▸ Excerpted text:

::::::::

Other buildings that were built by the family include the Cummings Hardware, now S&S News, the Leach Block, now Pizza 249, the Alexandra Hotel, the Anderson Block, now Bits and Pieces, Wade’s Jewellery and Sunrise Auto.
The company also worked for the mining companies erecting the transformer buildings or the boiler houses.
Rollie married Telma Folden in 1941 and his father Fred died in 1942. During the war years Rollie was exempt from the service because of the construction business; he recalled it was tough to continue to work because of wartime rations. To get around that, he rebranded himself as a mining construction company because mining was deemed an essential service. Because of this, he was able to get gas and supplies to carry on.
Rollie and Telma raised four children, Fred, Ross and Gaye as well as Larry Folden, whose mother, Telma’s sister, died during childbirth.
Rollie remembers that during the boom, there was even a brickyard in the valley owned by P.S. Brown on Dinosaur Trail. It was short lived, however, because the clay in the valley was not suited for making bricks.
His sons Fred and Ross continued in the construction industry, making it a third generation in the family.
While the valley has seen an ebb and flow of business throughout the core, these buildings are entrenched and have become part of the history and fabric of the valley. The Town of Drumheller is actively working on an inventory of the Historic Sites of Drumheller in hopes of keeping this heritage alive.

::::::::

▸ Input data:
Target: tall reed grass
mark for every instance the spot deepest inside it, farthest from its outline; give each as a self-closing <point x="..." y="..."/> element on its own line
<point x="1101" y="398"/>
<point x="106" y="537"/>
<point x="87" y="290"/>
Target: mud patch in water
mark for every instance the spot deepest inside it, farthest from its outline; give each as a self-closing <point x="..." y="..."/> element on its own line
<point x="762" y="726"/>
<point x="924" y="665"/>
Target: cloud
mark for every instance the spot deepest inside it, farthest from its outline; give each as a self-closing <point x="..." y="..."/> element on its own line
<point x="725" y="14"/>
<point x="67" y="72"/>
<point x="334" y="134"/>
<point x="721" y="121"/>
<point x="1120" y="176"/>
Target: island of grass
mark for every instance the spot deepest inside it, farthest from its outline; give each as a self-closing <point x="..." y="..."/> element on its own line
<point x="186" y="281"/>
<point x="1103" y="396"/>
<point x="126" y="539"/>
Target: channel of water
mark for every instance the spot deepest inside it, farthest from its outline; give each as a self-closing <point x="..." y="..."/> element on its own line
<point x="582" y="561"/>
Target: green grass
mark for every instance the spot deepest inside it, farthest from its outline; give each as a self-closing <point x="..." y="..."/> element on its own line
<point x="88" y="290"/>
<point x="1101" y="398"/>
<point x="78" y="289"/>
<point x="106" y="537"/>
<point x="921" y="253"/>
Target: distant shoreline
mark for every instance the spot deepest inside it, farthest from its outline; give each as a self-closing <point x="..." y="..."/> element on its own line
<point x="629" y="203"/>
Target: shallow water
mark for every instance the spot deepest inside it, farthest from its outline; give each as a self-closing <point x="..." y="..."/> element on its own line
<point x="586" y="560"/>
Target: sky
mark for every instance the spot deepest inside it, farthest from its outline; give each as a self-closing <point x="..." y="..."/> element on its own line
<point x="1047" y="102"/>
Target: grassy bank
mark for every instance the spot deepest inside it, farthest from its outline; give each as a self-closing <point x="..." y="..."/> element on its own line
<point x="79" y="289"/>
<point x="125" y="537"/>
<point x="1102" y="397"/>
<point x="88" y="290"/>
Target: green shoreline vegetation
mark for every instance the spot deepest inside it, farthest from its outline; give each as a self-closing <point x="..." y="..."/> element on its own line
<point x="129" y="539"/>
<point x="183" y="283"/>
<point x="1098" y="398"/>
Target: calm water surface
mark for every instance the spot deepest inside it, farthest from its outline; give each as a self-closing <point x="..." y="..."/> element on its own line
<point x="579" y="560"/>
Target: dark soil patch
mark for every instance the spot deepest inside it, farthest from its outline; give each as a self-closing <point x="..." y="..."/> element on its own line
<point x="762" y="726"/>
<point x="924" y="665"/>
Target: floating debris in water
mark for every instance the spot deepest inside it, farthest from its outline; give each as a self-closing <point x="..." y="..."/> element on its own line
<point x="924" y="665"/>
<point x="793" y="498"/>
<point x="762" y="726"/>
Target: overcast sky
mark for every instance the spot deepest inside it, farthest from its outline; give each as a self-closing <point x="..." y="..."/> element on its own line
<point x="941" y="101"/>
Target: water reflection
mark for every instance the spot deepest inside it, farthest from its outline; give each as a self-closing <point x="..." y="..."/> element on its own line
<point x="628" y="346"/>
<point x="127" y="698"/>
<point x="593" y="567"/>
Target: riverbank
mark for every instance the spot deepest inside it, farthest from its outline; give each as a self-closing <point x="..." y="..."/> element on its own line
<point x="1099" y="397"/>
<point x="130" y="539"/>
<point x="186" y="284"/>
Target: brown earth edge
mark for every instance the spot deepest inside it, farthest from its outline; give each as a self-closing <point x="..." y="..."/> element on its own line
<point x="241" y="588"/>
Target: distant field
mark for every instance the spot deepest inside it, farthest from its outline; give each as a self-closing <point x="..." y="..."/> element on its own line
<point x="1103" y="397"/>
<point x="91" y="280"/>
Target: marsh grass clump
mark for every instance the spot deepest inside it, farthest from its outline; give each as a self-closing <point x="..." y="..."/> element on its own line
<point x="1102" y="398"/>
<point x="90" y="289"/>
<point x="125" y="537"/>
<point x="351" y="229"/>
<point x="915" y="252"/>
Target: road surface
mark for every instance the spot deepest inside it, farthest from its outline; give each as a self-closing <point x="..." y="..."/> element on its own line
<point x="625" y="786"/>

::::::::

▸ Instruction A: Copy the passage on the Drumheller building family in full, reproducing it word for word.
▸ Instruction B: Write out the lines of the listing from the line containing "Target: riverbank" up to and including the last line of the listing, and nothing else.

▸ Complete output A:
Other buildings that were built by the family include the Cummings Hardware, now S&S News, the Leach Block, now Pizza 249, the Alexandra Hotel, the Anderson Block, now Bits and Pieces, Wade’s Jewellery and Sunrise Auto.
The company also worked for the mining companies erecting the transformer buildings or the boiler houses.
Rollie married Telma Folden in 1941 and his father Fred died in 1942. During the war years Rollie was exempt from the service because of the construction business; he recalled it was tough to continue to work because of wartime rations. To get around that, he rebranded himself as a mining construction company because mining was deemed an essential service. Because of this, he was able to get gas and supplies to carry on.
Rollie and Telma raised four children, Fred, Ross and Gaye as well as Larry Folden, whose mother, Telma’s sister, died during childbirth.
Rollie remembers that during the boom, there was even a brickyard in the valley owned by P.S. Brown on Dinosaur Trail. It was short lived, however, because the clay in the valley was not suited for making bricks.
His sons Fred and Ross continued in the construction industry, making it a third generation in the family.
While the valley has seen an ebb and flow of business throughout the core, these buildings are entrenched and have become part of the history and fabric of the valley. The Town of Drumheller is actively working on an inventory of the Historic Sites of Drumheller in hopes of keeping this heritage alive.

▸ Complete output B:
Target: riverbank
mark for every instance the spot deepest inside it, farthest from its outline; give each as a self-closing <point x="..." y="..."/> element on its own line
<point x="1099" y="397"/>
<point x="130" y="539"/>
<point x="186" y="284"/>
Target: brown earth edge
mark for every instance the spot deepest inside it, farthest from its outline; give each as a self-closing <point x="..." y="..."/> element on its own line
<point x="241" y="588"/>
Target: distant field
mark for every instance the spot deepest inside it, farthest from its outline; give each as a self-closing <point x="..." y="..."/> element on its own line
<point x="1103" y="397"/>
<point x="91" y="280"/>
Target: marsh grass clump
mark for every instance the spot deepest inside it, farthest from its outline; give each as a self-closing <point x="..." y="..."/> element on its own line
<point x="1102" y="398"/>
<point x="90" y="289"/>
<point x="125" y="537"/>
<point x="351" y="229"/>
<point x="915" y="252"/>
Target: road surface
mark for every instance the spot deepest inside it, farthest from its outline; give each as a self-closing <point x="..." y="..."/> element on its own line
<point x="625" y="786"/>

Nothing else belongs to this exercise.